● Input for this task:
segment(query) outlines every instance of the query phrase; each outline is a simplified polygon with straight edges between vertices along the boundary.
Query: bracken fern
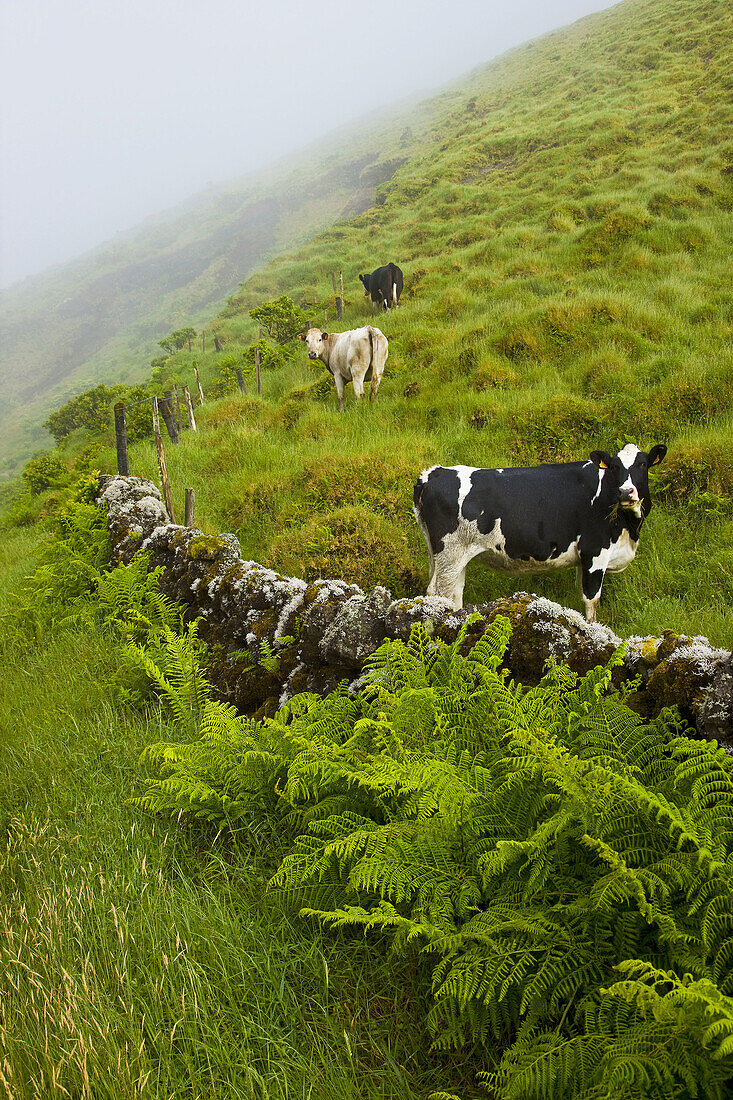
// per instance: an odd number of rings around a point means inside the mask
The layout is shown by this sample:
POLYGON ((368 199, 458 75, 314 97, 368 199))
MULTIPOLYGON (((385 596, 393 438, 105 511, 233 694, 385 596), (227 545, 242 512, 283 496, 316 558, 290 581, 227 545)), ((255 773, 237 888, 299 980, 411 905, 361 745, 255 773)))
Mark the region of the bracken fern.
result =
POLYGON ((445 645, 416 625, 356 698, 344 684, 261 722, 203 699, 198 739, 148 750, 138 801, 284 814, 300 835, 273 892, 419 949, 435 1046, 505 1046, 497 1095, 722 1097, 729 759, 672 711, 630 710, 618 656, 582 678, 551 664, 524 691, 501 669, 509 636, 498 618, 464 654, 465 631, 445 645))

● Problem statement:
From the records above, transcribe exactly the run of lines that opens with the line holding "The layout is" and closes with the line holding "Mark the region of the bracken fern.", both included.

● Solution below:
The layout is shown by this sample:
POLYGON ((368 199, 458 75, 314 97, 368 199))
MULTIPOLYGON (((385 596, 393 438, 105 511, 233 694, 385 596), (227 545, 242 512, 283 496, 316 558, 290 581, 227 545)), ((255 773, 237 888, 299 980, 411 905, 361 745, 255 773)))
Mark the region of the bracken fern.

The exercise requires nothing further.